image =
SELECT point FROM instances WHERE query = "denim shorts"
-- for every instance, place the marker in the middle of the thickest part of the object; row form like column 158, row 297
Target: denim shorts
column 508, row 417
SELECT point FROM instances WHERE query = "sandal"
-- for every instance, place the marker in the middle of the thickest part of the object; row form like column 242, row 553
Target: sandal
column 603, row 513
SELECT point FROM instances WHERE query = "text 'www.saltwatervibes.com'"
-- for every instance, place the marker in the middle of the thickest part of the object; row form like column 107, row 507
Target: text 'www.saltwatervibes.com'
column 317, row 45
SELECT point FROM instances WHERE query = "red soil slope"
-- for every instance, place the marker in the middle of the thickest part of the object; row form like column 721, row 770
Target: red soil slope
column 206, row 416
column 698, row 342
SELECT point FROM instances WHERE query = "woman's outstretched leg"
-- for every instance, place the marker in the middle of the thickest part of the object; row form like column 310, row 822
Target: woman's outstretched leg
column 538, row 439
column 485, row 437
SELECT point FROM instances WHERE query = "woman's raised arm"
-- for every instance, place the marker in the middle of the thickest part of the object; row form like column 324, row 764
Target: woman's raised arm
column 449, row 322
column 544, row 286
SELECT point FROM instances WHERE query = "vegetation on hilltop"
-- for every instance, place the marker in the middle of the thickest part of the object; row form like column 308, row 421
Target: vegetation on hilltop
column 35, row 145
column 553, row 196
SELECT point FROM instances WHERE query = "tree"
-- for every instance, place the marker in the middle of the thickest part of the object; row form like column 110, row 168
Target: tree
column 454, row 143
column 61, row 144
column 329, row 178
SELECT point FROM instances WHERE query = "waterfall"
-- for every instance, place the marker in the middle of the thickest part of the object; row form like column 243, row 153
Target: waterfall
+ + + + + + +
Your task: Lay out the rows above as a numbered list, starting from the first line and going up to and including the line with "column 329, row 178". Leave out any blank lines.

Exercise result:
1. image =
2. SELECT point FROM instances WHERE query = "denim shorts"
3. -- for every instance, place the marker in the middle of the thickest part of the object; row form like column 158, row 297
4. Target: denim shorts
5. column 508, row 417
6. SELECT point FROM instances WHERE query = "sandal"
7. -- for every instance, place the marker in the middle of the thickest part of the object; row form like column 242, row 553
8. Target: sandal
9. column 603, row 513
10. SELECT point FROM instances WHERE query = "text 'www.saltwatervibes.com'"
11. -- for every instance, place the marker in the middle of the thickest part of the object; row form like column 107, row 507
12. Target: text 'www.saltwatervibes.com'
13. column 317, row 45
14. SELECT point FROM instances WHERE query = "red soil slope"
15. -- for every instance, place the marker in the middle of the thickest part of the object; row form like column 721, row 770
16. Target: red soil slope
17. column 206, row 416
18. column 698, row 342
19. SELECT point FROM instances WHERE query = "woman's outstretched leg"
20. -- for every instance, place the marker in the middle of the thickest part of the object; row form like column 310, row 822
21. Target: woman's outstretched leg
22. column 538, row 439
23. column 485, row 437
24. SELECT point FROM instances WHERE query = "woman's raised arm"
25. -- for every instance, place the marker in the middle of the thickest part of the object; row form like column 324, row 764
26. Target: woman's raised arm
27. column 449, row 322
28. column 544, row 286
29. SELECT point FROM instances WHERE query = "vegetation on hilltop"
30. -- for every instance, place the marker in the middle of the thickest part of the object; row form like column 308, row 421
31. Target: vegetation on hilltop
32. column 35, row 145
33. column 553, row 196
34. SELECT point FROM instances WHERE query = "tree"
35. -- for every instance, place the marker in the middle of the thickest part of the object; row form like column 110, row 168
36. Target: tree
37. column 454, row 143
38. column 61, row 144
39. column 329, row 178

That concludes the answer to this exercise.